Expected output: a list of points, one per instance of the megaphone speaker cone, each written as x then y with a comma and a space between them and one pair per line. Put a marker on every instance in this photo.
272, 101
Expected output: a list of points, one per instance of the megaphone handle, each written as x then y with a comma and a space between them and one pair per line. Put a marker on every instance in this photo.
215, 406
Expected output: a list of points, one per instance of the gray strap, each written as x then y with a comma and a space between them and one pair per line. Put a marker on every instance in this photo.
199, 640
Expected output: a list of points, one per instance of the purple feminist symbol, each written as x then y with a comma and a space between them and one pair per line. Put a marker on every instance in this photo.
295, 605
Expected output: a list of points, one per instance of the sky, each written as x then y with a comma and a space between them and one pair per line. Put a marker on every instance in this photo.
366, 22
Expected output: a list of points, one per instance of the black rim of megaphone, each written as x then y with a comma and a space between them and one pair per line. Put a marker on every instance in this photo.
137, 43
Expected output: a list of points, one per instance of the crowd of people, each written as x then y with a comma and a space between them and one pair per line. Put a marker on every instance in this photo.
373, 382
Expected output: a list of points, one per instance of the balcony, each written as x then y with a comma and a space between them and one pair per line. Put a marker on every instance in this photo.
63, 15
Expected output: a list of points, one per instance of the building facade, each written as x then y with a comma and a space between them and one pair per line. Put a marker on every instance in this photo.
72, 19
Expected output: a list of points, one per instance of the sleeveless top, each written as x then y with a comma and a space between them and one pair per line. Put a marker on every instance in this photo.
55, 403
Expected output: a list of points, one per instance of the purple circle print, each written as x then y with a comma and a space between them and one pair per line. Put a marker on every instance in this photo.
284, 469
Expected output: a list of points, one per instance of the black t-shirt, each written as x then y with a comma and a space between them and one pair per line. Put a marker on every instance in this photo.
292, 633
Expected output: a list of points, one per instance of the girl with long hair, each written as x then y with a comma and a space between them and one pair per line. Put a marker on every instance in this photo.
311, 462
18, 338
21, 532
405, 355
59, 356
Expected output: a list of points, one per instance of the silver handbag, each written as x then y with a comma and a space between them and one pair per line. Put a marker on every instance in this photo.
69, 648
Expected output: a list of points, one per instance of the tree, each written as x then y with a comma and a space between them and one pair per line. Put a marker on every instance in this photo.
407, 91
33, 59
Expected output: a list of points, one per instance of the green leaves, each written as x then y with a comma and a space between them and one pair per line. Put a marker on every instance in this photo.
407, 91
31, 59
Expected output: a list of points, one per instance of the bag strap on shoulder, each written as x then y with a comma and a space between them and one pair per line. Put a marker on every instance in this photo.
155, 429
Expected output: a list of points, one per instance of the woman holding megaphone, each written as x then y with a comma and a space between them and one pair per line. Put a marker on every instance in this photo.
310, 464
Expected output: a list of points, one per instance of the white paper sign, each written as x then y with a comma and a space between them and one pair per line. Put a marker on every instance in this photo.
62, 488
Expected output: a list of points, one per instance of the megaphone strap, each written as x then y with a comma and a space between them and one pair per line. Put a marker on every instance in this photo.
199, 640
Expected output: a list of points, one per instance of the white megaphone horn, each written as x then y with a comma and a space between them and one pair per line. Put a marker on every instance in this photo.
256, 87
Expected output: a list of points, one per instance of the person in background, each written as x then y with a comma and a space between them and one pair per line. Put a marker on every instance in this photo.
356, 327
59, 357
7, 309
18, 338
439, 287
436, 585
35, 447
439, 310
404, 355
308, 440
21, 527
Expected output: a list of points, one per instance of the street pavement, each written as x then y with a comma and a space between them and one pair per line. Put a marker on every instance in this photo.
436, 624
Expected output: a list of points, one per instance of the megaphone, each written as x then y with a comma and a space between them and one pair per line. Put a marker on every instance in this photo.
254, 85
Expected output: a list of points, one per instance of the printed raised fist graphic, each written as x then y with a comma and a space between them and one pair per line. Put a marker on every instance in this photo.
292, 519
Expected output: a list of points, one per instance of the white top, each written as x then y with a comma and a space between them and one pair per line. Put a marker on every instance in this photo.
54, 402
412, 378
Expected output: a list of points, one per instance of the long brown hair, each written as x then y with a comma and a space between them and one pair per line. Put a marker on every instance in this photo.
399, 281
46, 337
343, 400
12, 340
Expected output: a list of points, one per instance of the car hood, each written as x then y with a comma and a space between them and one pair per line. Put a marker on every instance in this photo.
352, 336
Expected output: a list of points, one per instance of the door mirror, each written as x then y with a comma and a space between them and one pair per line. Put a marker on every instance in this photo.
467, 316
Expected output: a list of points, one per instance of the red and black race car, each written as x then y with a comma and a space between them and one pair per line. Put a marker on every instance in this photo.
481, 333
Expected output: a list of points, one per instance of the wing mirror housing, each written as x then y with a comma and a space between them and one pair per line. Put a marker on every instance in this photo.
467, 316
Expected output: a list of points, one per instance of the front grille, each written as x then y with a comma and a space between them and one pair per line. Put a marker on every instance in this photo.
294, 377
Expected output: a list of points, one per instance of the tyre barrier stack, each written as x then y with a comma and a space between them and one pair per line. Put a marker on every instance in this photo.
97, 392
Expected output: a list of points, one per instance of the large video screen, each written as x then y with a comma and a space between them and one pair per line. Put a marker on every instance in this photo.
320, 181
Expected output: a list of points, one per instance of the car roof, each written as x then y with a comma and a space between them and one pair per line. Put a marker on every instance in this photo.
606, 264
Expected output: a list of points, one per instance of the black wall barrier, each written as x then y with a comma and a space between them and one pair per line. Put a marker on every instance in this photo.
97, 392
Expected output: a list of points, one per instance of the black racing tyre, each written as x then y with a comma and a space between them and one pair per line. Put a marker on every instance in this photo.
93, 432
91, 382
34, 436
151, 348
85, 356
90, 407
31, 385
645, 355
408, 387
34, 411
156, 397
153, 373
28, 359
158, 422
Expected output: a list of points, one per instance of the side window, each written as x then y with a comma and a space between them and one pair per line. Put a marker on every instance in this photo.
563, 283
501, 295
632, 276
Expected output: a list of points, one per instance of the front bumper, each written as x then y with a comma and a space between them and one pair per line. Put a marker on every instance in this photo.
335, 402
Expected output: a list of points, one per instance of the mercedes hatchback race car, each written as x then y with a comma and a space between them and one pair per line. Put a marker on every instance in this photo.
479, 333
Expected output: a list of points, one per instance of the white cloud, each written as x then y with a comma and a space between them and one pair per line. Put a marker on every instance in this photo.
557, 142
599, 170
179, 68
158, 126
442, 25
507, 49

※

### WORK TO BE COMPLETED
Print each line of the data exactly as it was written.

### TASK SOLUTION
Expected output: a list of points, one per instance of the megaphone speaker cone, each written as x then y with a comma and a space between them and one pair per line. Put a marker on every instance in this photo.
272, 101
Expected output: a list of points, one per instance of the megaphone handle, each written as x then y with a comma and a space between them and one pair per line. Put a marker on every instance in this photo.
215, 406
Expected output: a list of points, one per instance of the gray strap, each written as x then y with a comma and a space between them and one pair per line. Put a marker on every instance in this photo.
199, 640
Expected output: a list of points, one per instance of the purple feminist symbol, each written as x then y with a comma and a space between them and one pair per line. Put a marker on every instance in this photo.
295, 605
Expected output: a list of points, one per instance of the sky, each written as x then y with a comma and a space between them and one pair per line. Put a marker on every instance in this photo.
366, 22
Expected output: a list of points, one per instance of the black rim of megaphone, each written as x then y with a comma and a space between them and one pair per line. Put a marker on every instance in this photo.
137, 43
Expected output: a list of points, one per instance of the crowd of people, each written as x then y with a comma and a space between them and one pair per line. Put a marker on every instance in this photo.
373, 382
Expected output: a list of points, one per instance of the balcony, each written as x then y with a comma and a space between them and one pair per line. Put a marker on every instance in this photo.
63, 15
Expected output: a list of points, one per instance of the building facade, each written as x then y with a comma and a space between them and one pair per line. Put a marker on every instance in this photo.
72, 19
Expected output: a list of points, one per instance of the sleeveless top, each written as x then y with a comma and a space between them and one pair per line. Put a marker on every instance in this photo.
55, 403
Expected output: a list of points, one per instance of the purple circle print, each written as x then y with a comma and a space between them and one pair per line. Put a marker on every instance in this photo.
284, 469
Expected output: a list of points, one per instance of the black t-shirt, each written as x then y with a comma and a space between them and one pair per line. Put a marker on every instance in this photo.
292, 633
Expected output: a list of points, one per instance of the girl with long hair, each written as x then y with a comma and a space between them and one pair per line. Put a marker on every instance in this photo.
311, 462
18, 338
21, 532
405, 355
59, 356
Expected output: a list of points, one per instance of the silver handbag, each written as x then y with a comma and a space between them and one pair per line. Put a marker on every instance in this photo.
69, 648
Expected output: a list of points, one per instance of the tree, each written as x then y with a comma and a space between them and one pair per line. Put a marker on every instance in this photo.
407, 91
33, 59
Expected output: a list of points, one per instance of the green leaves, each written as x then y with a comma and a space between them and one pair per line. Put a marker on every instance in this photo.
407, 91
31, 59
Expected output: a list of points, one per instance of the bag strap on shoulder, each written as x then y with a comma and a space between them and one pair per line. Put a marker on every instance in this photo.
155, 429
Expected output: a list of points, one per instance of the woman holding megaphone, each written as x then y with a comma and a space between them and one pair per line. Put a marker on every instance in this photo.
310, 464
Expected output: a list of points, one per instance of the white paper sign, each written as x then y with a comma and a space between them and one pair per line. Put a marker on every instance in this photo.
62, 488
Expected output: a list of points, one per instance of the megaphone strap, each written as x then y with a comma and a space between them and one pair per line. Put a marker on every instance in this photo.
199, 640
Expected output: a list of points, one per instance of the white megaphone horn, each written as x then y with a comma and a space between them and one pair per line. Put a marker on every instance in this photo.
256, 87
Expected output: a list of points, one per instance of the person in background, each written as x then y with a comma and a space between them and one pair per line. Put a marker on every instance in this photo.
356, 327
59, 357
7, 309
18, 338
439, 287
436, 585
35, 447
439, 310
404, 355
308, 440
21, 527
Expected output: a list of points, one per instance of the street pavement, each written as x then y with a comma and a space between them and one pair per line. Put a marker on every instance in this photo.
436, 624
Expected output: a list of points, one per instance of the megaphone, each written as x then y with a comma and a space between them and one pair per line. Put a marker on every instance in this photo.
254, 85
Expected output: a list of points, one per instance of the printed raised fist graphic, each written as x then y with a comma and a space between them and one pair per line. Put a marker on every instance in this photo.
292, 519
Expected output: a list of points, one per instance of the white top, each written as x then y with a comma and a space between them and one pair per line. Put a marker on every instance in this photo.
54, 402
412, 378
Expected output: a list of points, one per instance of the long brown hair, each written as x then y with a comma and a space between them and one pair per line. Put a marker on every instance in this photo.
399, 281
46, 337
343, 400
12, 340
Expected output: a list of points, one per instance of the car hood, each written as x then y with a comma and a space between them and one pair per line. Put a marker on every instance in this photo.
352, 336
Expected output: a list of points, one per instance of the door mirror, each written as x then y with a comma and a space between them and one pair per line. Put a marker on every instance in this photo.
467, 316
Expected output: a list of points, one per instance of the red and black race car, each written as x then y with a comma and a space between them and one pair per line. Put a marker on every instance in this photo.
481, 333
Expected output: a list of points, one per instance of the wing mirror housing, each written as x then y with a comma and a space between them and one pair per line. Put a marker on every instance in this photo.
467, 316
Expected output: a list of points, one per instance of the front grille, each written as x then y with a comma and a space between them and one pair per line. Put a marker on every instance in this photo.
294, 377
Expected output: a list of points, one per instance of the tyre barrier stack, each written as x then y with a comma and a space between them and one pair per line. Put a marker on every instance in this photo.
97, 392
Expected output: a list of points, one per instance of the large video screen, each written as x then y with a comma and a space between them and one pair per line. Put a marker on every instance in this photo.
320, 181
Expected output: a list of points, one per instance of the car roof, each written as x then y with a comma and a space between them and one pair per line. Put a marker on every instance in this photo.
606, 264
Expected output: a list of points, one per instance of the black wall barrier, each written as x then y with a comma and a space between them and one pair per line. Put a marker on every instance in this photo.
97, 392
Expected output: a list of points, one per instance of the black racing tyre, each written as x then y with a comma and a space between them and one pair per line. Put a marker on every instance in this photo.
93, 432
91, 382
34, 436
151, 348
85, 356
90, 407
31, 385
645, 355
408, 387
34, 411
156, 397
153, 373
28, 359
158, 422
Expected output: a list of points, one per instance of the side window, each written as x then y with a comma and a space between them and one pair per line. Put a marker on every instance in this photo.
563, 283
501, 295
632, 276
Expected output: a list of points, one per instance of the front bumper, each written as x then y with a comma and a space between them and one pair per line. Put a marker on every instance in this photo.
335, 402
Expected output: a list of points, one per instance of the mercedes hatchback race car, each written as x then y with a comma and a space between them and one pair per line. Put a marker on every instance in this photo.
479, 333
Expected output: a list of points, one per instance of the white cloud, each written as x then y with a comma and a space between them and one pair per line. Put a marker on every instance in this photo.
557, 142
599, 170
179, 68
158, 126
442, 25
507, 49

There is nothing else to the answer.